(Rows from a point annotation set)
····················

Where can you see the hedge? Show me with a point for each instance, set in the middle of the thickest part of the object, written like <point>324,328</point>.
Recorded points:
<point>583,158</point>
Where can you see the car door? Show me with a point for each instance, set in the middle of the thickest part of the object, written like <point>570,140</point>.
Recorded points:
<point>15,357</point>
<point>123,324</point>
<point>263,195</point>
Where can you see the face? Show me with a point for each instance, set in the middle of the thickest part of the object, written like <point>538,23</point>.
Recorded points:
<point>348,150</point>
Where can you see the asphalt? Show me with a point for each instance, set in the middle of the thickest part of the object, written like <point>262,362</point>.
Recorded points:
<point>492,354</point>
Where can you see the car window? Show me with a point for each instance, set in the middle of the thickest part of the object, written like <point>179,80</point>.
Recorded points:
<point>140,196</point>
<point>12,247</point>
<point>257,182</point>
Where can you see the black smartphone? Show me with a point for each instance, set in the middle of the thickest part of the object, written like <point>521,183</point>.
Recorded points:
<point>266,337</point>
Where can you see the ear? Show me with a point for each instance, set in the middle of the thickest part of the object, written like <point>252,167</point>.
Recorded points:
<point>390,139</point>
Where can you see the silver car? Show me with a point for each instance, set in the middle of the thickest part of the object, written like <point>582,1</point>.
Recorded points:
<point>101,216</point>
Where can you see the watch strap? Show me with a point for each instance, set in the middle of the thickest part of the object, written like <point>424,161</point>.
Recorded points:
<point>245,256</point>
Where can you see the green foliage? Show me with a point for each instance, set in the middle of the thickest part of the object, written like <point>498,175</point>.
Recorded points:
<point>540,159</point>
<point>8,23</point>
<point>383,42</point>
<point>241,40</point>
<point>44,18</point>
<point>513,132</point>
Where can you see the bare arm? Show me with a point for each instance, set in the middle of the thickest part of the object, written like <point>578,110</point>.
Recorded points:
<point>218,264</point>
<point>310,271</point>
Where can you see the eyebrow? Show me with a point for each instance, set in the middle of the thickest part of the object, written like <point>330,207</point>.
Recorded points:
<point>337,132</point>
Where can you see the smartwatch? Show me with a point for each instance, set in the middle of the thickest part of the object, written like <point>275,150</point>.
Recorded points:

····················

REQUIRED TASK.
Turn the rows, from the very start through the line containing "<point>583,158</point>", both ends included, into a numbered list, skipping any blank lines.

FULL OUTPUT.
1. Where can you see the hedge? Show me with a point for each instance, set in the middle of the thickest part of the object, written like <point>324,328</point>.
2. Recorded points:
3. <point>583,158</point>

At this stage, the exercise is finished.